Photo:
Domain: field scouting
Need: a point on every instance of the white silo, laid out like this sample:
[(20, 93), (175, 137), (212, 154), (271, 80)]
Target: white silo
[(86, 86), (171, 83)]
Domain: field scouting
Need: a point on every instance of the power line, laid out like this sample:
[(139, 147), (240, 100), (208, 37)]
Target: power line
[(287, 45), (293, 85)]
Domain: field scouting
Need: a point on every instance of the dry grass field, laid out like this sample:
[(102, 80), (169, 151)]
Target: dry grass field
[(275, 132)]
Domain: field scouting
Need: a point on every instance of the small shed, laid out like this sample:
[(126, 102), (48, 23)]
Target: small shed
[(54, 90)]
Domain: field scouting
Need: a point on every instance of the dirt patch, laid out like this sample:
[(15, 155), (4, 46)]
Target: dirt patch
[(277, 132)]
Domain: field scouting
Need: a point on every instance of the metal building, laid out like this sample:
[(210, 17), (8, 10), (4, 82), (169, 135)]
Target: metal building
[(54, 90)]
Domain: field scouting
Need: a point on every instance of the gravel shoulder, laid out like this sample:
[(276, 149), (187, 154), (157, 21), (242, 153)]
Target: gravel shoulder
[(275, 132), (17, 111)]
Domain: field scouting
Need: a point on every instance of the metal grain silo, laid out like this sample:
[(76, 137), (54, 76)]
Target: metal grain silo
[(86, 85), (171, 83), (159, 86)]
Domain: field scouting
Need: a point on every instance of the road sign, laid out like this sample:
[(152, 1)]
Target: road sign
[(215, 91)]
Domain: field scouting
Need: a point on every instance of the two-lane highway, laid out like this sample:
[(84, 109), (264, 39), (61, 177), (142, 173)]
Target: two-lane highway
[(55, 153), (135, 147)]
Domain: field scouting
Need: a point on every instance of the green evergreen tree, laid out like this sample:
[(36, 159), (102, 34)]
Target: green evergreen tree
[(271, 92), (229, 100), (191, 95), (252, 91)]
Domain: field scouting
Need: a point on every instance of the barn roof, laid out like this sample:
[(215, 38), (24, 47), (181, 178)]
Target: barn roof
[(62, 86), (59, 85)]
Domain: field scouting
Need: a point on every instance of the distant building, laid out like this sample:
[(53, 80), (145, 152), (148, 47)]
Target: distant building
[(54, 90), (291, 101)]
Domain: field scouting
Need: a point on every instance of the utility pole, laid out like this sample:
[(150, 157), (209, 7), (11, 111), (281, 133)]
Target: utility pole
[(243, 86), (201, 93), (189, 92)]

════════

# Task to carry out:
Would you reproduce the material above in full, exactly as given?

# Result of the exercise:
Photo:
Domain: field scouting
Need: a point on every instance of the white silo, laid out like this sample:
[(20, 93), (175, 137), (212, 154), (271, 80)]
Target: white silo
[(86, 86), (171, 83)]
Domain: field scouting
Need: a point on every instance of the power line, laid out like this sample:
[(139, 147), (240, 100), (208, 37)]
Target: power line
[(287, 45), (293, 85)]
Domain: field scouting
Need: a point on every instance of the dry grass field, laid out like this sample:
[(102, 80), (169, 151)]
Target: dry grass field
[(275, 132)]
Domain: field scouting
Need: a point on every instance of the small shed, laid out like this sample:
[(126, 102), (48, 23)]
Target: small shed
[(54, 90)]
Domain: field scouting
Need: a point on every instance of the dirt patch, laid out like this sample:
[(15, 155), (4, 46)]
Target: dirt patch
[(277, 132)]
Domain: field scouting
Need: a point on every instance of the metal building, laid out like this sample:
[(210, 17), (8, 10), (4, 82), (169, 135)]
Target: metal building
[(54, 90)]
Domain: field scouting
Need: a point on every instance of the gravel shoulder, laid out like this sample:
[(276, 149), (187, 154), (157, 21), (242, 153)]
Target: gravel shoulder
[(275, 132), (17, 111)]
Domain: field scouting
Need: a point on every instance of the metal grain silo, laid out like this sample:
[(76, 137), (54, 76)]
Target: metal grain silo
[(86, 85), (171, 83), (159, 86)]
Domain: field scouting
Need: a point on every instance of the road sign, laid out like this sample:
[(152, 1)]
Target: road sign
[(215, 91)]
Domain: field scouting
Need: a point on every instance of the two-lane highway, laid out like this sample:
[(84, 109), (264, 39), (61, 177), (142, 173)]
Target: two-lane highway
[(55, 153), (135, 147)]
Domain: field scouting
Need: a point on every instance of the green evergreen tree, laid out like this sample:
[(36, 159), (102, 34)]
Target: green evergreen tree
[(271, 92), (229, 100), (191, 95), (252, 91)]
Domain: field scouting
Need: a point on every instance of the barn roof, laid out like this sample:
[(215, 38), (24, 47), (181, 178)]
Target: barn roof
[(62, 86), (59, 85)]
Domain: field scouting
Need: a point on every instance of the distant building, laid out like this sample:
[(53, 80), (145, 152), (148, 47)]
Target: distant building
[(54, 90), (291, 101)]
Domain: field scouting
Need: a point on every instance of the utility pole, laid out like this sample:
[(150, 157), (209, 7), (11, 111), (281, 133)]
Target: utility pole
[(243, 86), (201, 93), (189, 92)]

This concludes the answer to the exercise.